START DATA SHOWN
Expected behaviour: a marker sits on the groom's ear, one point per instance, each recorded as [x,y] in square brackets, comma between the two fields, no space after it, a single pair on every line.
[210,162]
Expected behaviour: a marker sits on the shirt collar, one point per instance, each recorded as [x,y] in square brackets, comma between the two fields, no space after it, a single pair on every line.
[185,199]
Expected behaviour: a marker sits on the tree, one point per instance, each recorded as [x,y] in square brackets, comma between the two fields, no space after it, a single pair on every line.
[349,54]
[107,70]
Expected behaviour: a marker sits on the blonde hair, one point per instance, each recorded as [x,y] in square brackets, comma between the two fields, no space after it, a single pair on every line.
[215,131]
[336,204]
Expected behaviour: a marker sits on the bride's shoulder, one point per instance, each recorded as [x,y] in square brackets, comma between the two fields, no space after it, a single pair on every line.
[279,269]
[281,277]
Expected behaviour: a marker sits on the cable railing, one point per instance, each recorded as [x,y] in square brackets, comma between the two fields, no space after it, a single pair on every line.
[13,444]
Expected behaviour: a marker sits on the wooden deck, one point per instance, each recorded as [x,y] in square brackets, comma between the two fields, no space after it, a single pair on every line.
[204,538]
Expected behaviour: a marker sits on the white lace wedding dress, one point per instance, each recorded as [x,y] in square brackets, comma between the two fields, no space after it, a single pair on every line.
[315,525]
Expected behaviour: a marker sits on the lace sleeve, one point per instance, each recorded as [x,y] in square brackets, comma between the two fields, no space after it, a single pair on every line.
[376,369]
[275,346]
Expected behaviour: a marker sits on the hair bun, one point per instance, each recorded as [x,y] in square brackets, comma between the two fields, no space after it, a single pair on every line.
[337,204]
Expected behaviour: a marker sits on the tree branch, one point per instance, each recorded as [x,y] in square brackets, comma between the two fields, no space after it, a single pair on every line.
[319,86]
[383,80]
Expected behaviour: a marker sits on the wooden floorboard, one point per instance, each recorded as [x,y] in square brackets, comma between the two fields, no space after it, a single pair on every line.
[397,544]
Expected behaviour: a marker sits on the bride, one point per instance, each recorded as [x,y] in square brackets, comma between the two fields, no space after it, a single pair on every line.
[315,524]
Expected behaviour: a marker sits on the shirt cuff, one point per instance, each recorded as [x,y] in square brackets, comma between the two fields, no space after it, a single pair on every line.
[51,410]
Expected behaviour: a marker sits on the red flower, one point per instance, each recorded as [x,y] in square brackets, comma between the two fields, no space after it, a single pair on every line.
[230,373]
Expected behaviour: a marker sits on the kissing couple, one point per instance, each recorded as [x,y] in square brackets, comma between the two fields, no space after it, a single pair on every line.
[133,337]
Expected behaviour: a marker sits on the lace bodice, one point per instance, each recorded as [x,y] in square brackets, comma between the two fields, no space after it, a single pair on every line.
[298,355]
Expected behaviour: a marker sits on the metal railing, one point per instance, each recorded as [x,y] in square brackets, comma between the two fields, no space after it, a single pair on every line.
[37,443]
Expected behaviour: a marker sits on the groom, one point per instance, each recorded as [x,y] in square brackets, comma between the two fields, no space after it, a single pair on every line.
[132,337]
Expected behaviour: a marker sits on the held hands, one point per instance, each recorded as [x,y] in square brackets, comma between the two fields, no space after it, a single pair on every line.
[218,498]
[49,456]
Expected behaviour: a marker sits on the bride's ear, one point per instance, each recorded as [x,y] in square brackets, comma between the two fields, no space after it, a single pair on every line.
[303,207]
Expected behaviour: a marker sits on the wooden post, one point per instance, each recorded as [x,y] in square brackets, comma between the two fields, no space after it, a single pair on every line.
END DATA SHOWN
TASK DETAILS -> Please write the full listing out again, exactly.

TASK SOLUTION ->
Expected behaviour: a marker sits on the groom's ear, one point per instance, each recorded as [x,y] in square brackets, comma between the two fields, no space after it, a single pair on every line.
[210,162]
Expected behaviour: a marker sits on the shirt collar, one point per instance, each recorded as [x,y] in square brackets, comma between the two fields, no space after it, a single pair on every line.
[185,199]
Expected behaviour: a marker sits on the tree, one point per instance, each recorded as [x,y] in square brackets, comma between the two fields, no space after it, a single pair on every line.
[349,54]
[107,70]
Expected behaviour: a marker sits on the blonde hair, one point per instance, each recorded as [x,y] in square brackets, comma between the two fields, no space after it, a single pair on every line.
[215,131]
[336,204]
Expected behaviour: a marker sits on the bride's shoulder, one point per instance, each recorded as [x,y] in square brackets, comma between the two fields, no space after it, a single pair on every line.
[279,269]
[281,277]
Expected behaviour: a marker sits on the cable railing, one point per instance, each recorded as [x,y] in square brackets, comma between the two fields, no space after it, a single pair on every line.
[13,444]
Expected behaviour: a marker sits on the wooden deck, one point per instance, each recorded as [x,y] in square brackets, comma between the two fields, no space after it, a single pair on every line.
[204,538]
Expected behaviour: a marker sits on the white lace wedding dress, one point per instance, each recorded as [x,y] in square brackets, comma between the two fields, no space after it, a single pair on every line.
[315,525]
Expected behaviour: a marker sits on the lace sleeve, one point per instance, each recorded as [x,y] in square brackets, comma between the two fields, no space after it, a single pair on every line.
[376,369]
[275,346]
Expected behaviour: a marker sits on the hair bun, one point per instance, each recorded as [x,y] in square brackets, comma between the two fields, no space after it, a single pair on every line.
[337,204]
Expected behaviour: a marker sits on the tree branch, one point per instance, each recorded as [x,y] in square brackets, comma between the two fields, no space after it, a single pair on every line.
[319,86]
[383,80]
Expected behaviour: a marker sits on the wooden floorboard, one point per instance, each recorded as [x,y] in square brackets, comma between the two fields, no space after it, a single pair on every line.
[397,544]
Expected behaviour: a marker sits on the bride, one point per instance, each recorded as [x,y] in square brackets, comma between the two fields, no space after it, a single pair on every line.
[315,524]
Expected behaviour: a marker sits on the shirt cuff, one point per instance, each recorded as [x,y] in square brackets, comma between the two fields, no space after it, a single pair on every line.
[51,410]
Expected behaviour: a marker sits on the red flower, one point per instance, each recorded as [x,y] in square brackets, comma between the two fields, no space after it, a single pair on every line.
[230,373]
Expected behaviour: a marker sits on the kissing couple, one point per instance, each recorded as [x,y] in square brackets, comma between the two fields, no space after it, a single pair on every line.
[133,337]
Expected behaviour: a marker sits on the lace bodice, one point per instance, each recorded as [x,y] in square brackets, comma between the two fields, no space after it, a single pair on every line.
[298,355]
Expected behaviour: a marker sits on the metal railing, one point per instance, each recorded as [x,y] in square brackets, comma between the two fields, no space after it, a single pair on every line.
[37,443]
Expected behaviour: a marker sits on the groom, one point per instance, each recorded as [x,y] in square brackets, comma between the two fields, no space after it, a single pair on every line.
[132,337]
Expected behaviour: a marker sits on the held hands, one point per instance, each recorded as [x,y] in square brackets, comma between the two fields, no space after it, a single pair on every line.
[218,498]
[49,456]
Expected behaviour: a marker sits on the bride's ear, one point per instance, each recorded as [x,y] in square brackets, comma between the two fields, no space after it, a single pair on every line.
[303,207]
Expected behaviour: a marker sits on the wooden post, one point per instance, each recorded as [x,y] in square brackets, comma between the two fields, no space after it, a single pair on every line.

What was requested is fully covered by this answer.